**Tarefa proposta**
Prolongue o trecho de comentários à entrevista sobre desigualdade econômica, começando logo após a última linha apresentada.

**Trecho do documento**
● ● ● ● ●
Comentário. André Lara Resende, um economista,
falando na linguagem dos afetos ("inveja"), em vez de empregar a
análise da racionalidade do agente econômico? Interessante. Então o mundo está
"invejoso" dos muito ricos, cujo único "pecado" é o consumo
conspícuo? Como ficou anão o economista nacional diante do francês...
Questão (4ª) de
Vinícius Torres Freire. É preciso uma nova crítica da economia política?
Pretende escrever uma?
T.P.:
"Contribuo com este livro para que haja uma abordagem mais social e
histórica para os problemas econômicos; os economistas passam muito tempo
fazendo modelos matemáticos e esquecem
de olhar para a evolução histórica e empírica de renda e salários; tenta
fazer o oposto [aos modelos matemáticos] - coleto os dados e vejo quais são os
modelos simples e teóricos ou mecanismos que tentam demonstrar isso, explicar
isso [renda e salários]. O sucesso do livro é porque muita gente não quer
apenas as opiniões dos economistas sobre questões econômicas - os economistas
então fingem ter uma ciência tão complicada que os outros não a entendem. Acho
isso uma piada [sic]. Pessoas normais não devem deixar questões econômicas para
os economistas, tal como renda, riqueza, capital, desigualdade e impostos. Tudo
isso é importante para todos os cidadãos, e não deixando para um pequeno grupo.
Comentário. Será que V.T.F. não se deu conta de
que o livro é uma crítica da economia
política? E o faz isso já logo no começo, quando aborda os modelos de Malthus,
Ricardo e Marx?
A seguir uma réplica
de V.T.F., perguntando se faria um estudo para o Brasil - e a questão colocada
por R. Ferraz em relação ao coeficiente de Gini, cujos índices não apontam
diminuição da desigualdade.
Resposta de T.P.
● ● ● ● ●
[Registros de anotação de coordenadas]
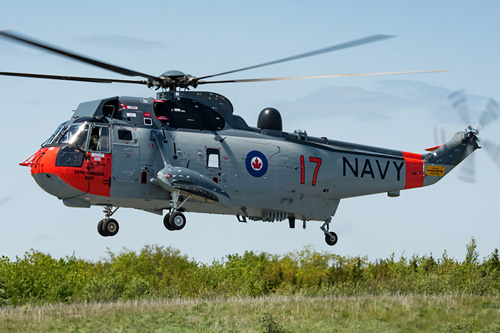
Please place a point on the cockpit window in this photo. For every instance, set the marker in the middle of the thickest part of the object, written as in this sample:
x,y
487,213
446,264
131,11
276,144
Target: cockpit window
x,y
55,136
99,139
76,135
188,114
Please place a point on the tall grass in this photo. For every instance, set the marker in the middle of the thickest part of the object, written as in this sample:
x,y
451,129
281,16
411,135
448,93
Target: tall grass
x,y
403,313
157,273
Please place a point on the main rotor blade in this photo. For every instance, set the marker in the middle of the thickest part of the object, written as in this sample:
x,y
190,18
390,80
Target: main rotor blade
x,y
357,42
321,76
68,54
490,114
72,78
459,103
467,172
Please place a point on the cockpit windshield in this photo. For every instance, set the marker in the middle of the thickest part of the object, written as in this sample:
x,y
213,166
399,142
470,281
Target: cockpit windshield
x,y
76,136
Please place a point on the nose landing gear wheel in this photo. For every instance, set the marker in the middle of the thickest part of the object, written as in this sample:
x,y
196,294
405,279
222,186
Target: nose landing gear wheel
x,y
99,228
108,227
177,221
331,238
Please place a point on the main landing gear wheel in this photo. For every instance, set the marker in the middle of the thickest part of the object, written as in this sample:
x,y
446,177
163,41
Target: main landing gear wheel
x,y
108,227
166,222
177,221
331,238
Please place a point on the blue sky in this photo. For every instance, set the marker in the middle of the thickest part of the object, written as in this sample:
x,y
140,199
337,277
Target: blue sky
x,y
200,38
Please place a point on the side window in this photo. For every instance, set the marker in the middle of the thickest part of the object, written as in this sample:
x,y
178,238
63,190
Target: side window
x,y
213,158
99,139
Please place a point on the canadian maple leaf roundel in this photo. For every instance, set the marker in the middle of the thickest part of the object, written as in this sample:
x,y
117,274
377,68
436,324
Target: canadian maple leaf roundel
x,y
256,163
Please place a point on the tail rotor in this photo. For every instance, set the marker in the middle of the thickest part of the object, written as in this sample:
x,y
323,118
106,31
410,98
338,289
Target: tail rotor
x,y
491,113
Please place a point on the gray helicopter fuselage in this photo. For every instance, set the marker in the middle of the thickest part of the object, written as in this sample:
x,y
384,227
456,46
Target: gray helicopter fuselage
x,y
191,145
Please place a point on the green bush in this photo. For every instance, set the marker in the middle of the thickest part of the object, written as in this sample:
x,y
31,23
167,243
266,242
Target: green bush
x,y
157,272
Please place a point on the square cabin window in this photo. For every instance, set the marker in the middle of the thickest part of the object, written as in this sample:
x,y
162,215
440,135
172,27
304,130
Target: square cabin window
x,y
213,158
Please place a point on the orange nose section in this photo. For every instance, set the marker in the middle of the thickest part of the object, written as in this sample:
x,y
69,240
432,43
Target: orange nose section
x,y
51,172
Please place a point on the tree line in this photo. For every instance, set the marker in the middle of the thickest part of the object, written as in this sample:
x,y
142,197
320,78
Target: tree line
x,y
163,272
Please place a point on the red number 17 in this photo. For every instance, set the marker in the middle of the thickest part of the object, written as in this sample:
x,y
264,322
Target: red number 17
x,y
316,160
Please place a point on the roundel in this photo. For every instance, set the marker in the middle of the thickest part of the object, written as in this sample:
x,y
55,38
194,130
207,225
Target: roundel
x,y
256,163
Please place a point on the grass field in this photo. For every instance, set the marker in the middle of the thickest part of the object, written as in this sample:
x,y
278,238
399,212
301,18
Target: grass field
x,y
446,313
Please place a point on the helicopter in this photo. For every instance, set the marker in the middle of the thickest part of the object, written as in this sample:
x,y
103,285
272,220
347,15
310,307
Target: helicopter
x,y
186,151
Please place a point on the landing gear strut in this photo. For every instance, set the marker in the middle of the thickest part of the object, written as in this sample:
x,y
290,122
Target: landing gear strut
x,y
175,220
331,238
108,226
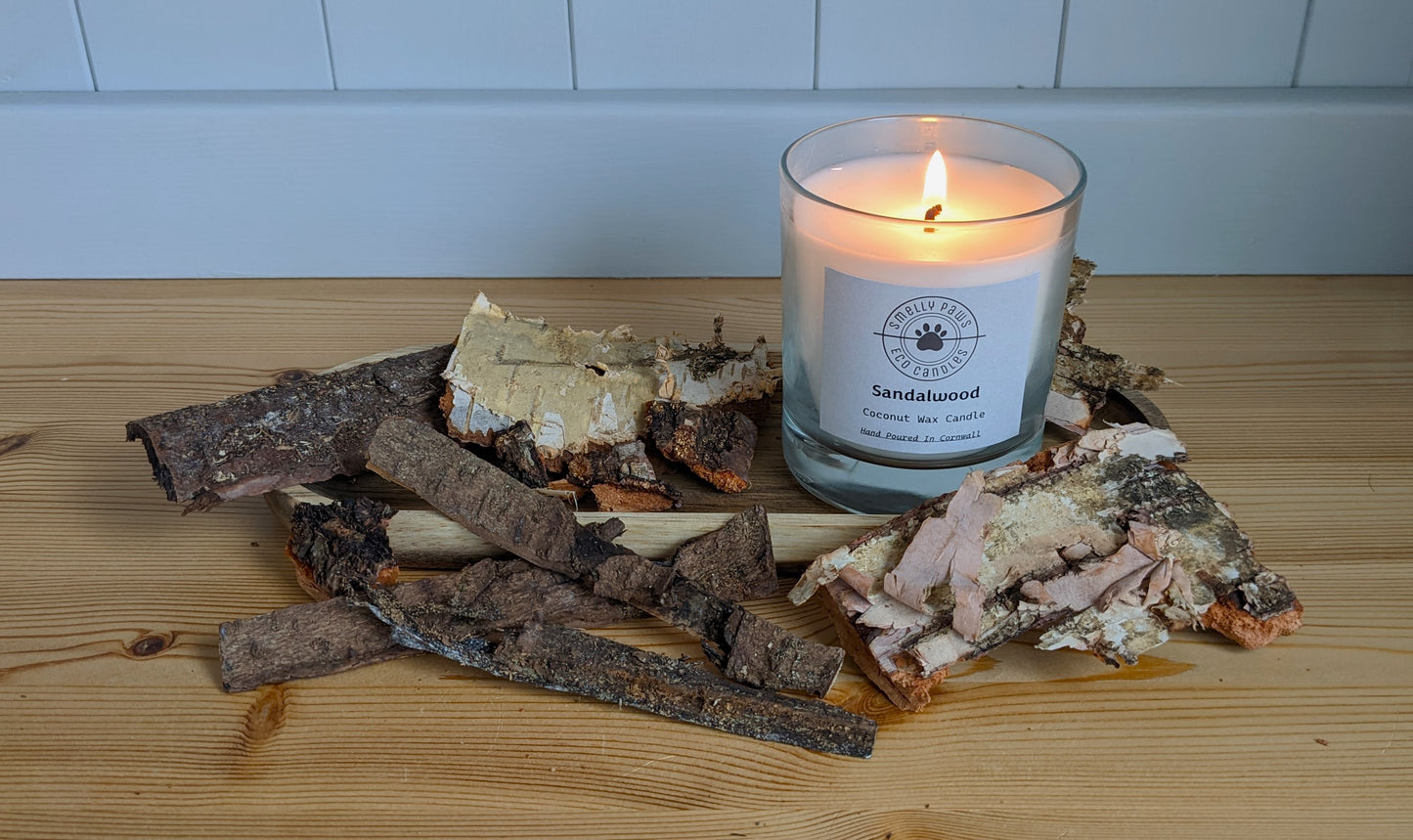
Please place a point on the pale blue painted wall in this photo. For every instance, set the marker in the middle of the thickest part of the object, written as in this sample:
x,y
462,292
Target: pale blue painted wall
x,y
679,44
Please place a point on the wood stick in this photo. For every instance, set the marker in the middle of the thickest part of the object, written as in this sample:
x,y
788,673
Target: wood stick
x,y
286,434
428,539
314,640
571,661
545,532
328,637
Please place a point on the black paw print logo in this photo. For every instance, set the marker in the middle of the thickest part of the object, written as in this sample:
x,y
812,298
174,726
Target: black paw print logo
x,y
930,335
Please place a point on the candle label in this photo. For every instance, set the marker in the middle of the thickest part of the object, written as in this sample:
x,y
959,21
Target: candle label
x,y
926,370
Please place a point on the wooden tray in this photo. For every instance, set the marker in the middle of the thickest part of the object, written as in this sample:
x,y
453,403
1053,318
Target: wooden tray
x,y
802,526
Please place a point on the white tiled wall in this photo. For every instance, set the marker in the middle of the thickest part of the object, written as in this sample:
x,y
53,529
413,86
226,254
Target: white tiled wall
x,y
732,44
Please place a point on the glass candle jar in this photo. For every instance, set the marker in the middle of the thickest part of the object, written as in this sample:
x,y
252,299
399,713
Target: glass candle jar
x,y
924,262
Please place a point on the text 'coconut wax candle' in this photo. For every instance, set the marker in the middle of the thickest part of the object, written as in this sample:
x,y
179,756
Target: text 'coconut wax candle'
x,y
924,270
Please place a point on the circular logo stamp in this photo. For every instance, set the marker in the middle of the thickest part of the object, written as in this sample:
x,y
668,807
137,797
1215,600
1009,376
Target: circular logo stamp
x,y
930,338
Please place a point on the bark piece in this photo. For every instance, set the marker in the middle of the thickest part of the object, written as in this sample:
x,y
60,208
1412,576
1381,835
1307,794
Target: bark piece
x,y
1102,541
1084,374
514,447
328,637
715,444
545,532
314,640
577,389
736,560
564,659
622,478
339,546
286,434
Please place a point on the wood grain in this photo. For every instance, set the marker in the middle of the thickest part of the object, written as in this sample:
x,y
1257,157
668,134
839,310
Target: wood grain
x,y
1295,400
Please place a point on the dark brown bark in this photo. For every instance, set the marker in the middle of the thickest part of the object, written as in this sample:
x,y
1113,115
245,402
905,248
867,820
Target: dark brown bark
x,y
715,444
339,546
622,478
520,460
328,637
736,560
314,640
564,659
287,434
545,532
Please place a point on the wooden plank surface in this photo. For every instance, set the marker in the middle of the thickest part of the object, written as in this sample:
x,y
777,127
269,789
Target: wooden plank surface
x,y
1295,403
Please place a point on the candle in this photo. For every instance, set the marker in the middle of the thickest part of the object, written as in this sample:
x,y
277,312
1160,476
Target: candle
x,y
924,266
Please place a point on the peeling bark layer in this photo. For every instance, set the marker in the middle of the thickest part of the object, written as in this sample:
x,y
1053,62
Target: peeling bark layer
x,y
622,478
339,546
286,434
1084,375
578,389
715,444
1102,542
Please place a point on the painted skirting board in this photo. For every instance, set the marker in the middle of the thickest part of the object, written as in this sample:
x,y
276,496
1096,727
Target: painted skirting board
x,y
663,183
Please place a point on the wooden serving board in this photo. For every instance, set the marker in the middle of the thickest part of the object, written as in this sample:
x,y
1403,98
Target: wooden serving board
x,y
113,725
● ● ● ● ●
**Em resposta**
(resumidamente): "Ao considerar a desigualdade depende de qual dado se
leva em conta - se o fiscal, se a riqueza, o IR... estamos colaborando com a
UNB para colocar o Brasil na base de dados [WTID) - precisamos de mais
informações para comparar com outros países.
A.L.R. : "Gini
não melhorou por causa do coeficiente dos 1% mais ricos".
T.P. : "Prefiro
usar dados mais intuitivos que o coeficiente de Gini; a renda no Brasil é muito
desigual e isso têm importância macroeconômica..."
A.L.R. : "O
Brasil é muito desigual, ninguém discute, mas o problema é como corrigir
isso."
[T.P. vai responder
no próximo bloco]
Bloco
3
[continua a questão
da pergunta do bloco anterior]
T.P.: "O Brasil
se tornou um país muito desigual antes do governo atual, não sabemos ao certo
quando começou, então precisamos de mais dados; a transparência pode ser um
meio de aumentar a confiança no governo.
Questão (2ª) de
Ricardo Ferraz, questiona se o Bolsa Família foi um programa eficiente.
T.P. : "É um
bom programa de transferência de renda e permitiu - contribuiu para a redução da pobreza.
Precisamos combinar mais políticas desse tipo com um programa de taxação
progressiva, não só isso apenas."
Questão (3ª) A
seguir, Kupfer, acena com o "fantasma" da inflação. "Hoje o
desemprego no mundo é um grande problema. Aqui o da inflação. Como
solucionar?"
T.P.: "Acho que
pedimos muito aos nossos Bancos Centrais e esquecemos que existem outros
concorrentes: orçamentários, fiscais, etc. Na Europa precisamos de uma união
fiscal mais eficiente e não apenas respostas do Banco Central.
Kupfer: "Como
crescer e sair da inflação (...)"
V.T.F.:
"...então a solução 'fácil' é o Banco Central?"
T.P.: "...ao
fim, o que devemos fazer é uma reforma fiscal, mas realmente o BC é a solução
mais rápida (dando inclusive dinheiro aos capitalistas para que a economia não
entre em colapso).
Bloco
4.
Questão (1ª) -
Kupfer: "Como sair dessa situação?"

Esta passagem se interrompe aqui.